- [GIVEN REQUEST] List each line in the items below that contains the word "wing".

- [DATASET ENTRIES]
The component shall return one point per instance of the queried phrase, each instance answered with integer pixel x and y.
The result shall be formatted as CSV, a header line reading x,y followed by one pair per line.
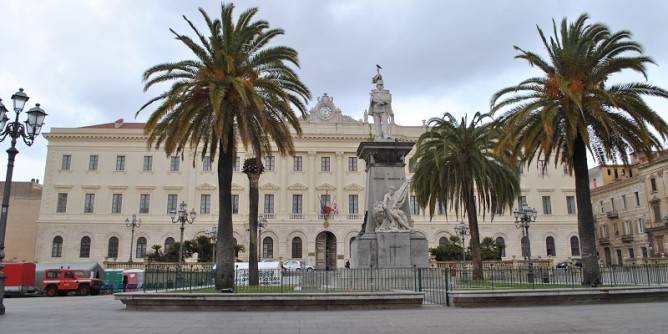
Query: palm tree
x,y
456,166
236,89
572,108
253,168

* * *

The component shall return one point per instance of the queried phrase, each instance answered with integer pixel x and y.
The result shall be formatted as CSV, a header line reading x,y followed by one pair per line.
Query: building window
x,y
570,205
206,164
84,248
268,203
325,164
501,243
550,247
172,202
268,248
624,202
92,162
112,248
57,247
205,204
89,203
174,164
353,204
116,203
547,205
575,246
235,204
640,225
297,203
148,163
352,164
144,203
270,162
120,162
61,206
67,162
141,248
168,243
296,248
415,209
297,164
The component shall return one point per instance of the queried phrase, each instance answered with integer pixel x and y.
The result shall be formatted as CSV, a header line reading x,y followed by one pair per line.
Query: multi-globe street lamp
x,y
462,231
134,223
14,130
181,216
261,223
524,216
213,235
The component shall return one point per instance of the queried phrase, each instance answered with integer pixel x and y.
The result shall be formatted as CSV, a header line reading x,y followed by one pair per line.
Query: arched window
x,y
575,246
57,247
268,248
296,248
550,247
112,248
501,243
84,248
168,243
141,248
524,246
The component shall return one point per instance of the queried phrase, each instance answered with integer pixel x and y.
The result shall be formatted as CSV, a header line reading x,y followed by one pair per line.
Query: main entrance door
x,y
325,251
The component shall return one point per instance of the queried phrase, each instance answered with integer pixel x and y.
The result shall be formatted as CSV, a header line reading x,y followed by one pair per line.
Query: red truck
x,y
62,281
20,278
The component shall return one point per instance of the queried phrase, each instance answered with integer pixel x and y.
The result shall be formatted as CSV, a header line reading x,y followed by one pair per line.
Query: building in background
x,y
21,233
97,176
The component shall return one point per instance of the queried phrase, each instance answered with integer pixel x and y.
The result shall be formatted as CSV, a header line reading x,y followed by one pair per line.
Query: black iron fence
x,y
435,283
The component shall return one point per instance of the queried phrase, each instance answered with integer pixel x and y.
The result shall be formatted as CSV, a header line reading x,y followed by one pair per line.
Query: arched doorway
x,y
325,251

==

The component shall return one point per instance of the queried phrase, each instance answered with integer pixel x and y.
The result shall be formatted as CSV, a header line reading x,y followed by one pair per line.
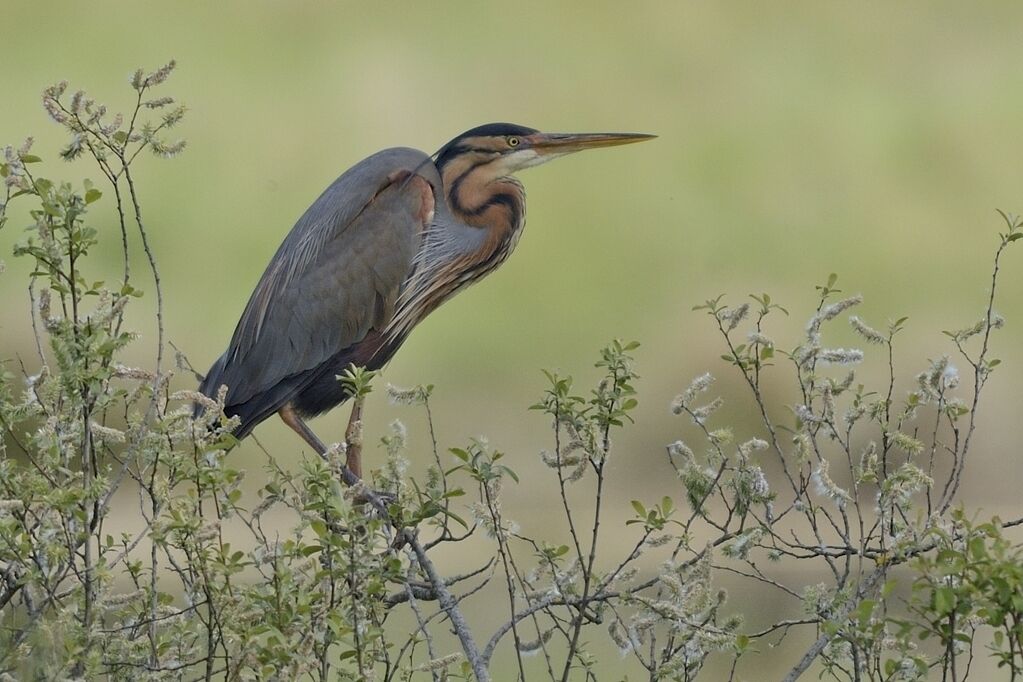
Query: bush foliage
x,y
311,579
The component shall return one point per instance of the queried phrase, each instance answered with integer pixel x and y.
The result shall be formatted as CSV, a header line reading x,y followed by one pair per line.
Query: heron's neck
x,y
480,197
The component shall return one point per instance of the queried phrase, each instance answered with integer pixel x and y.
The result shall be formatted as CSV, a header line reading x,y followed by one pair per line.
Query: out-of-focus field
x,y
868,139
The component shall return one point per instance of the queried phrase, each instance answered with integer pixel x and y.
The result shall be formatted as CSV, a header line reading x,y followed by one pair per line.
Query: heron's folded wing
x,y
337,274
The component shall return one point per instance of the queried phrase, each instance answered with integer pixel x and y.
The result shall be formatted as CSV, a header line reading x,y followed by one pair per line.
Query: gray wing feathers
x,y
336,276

- [EXPECTED OUTPUT]
Query: heron's folded wing
Query: gray wing feathers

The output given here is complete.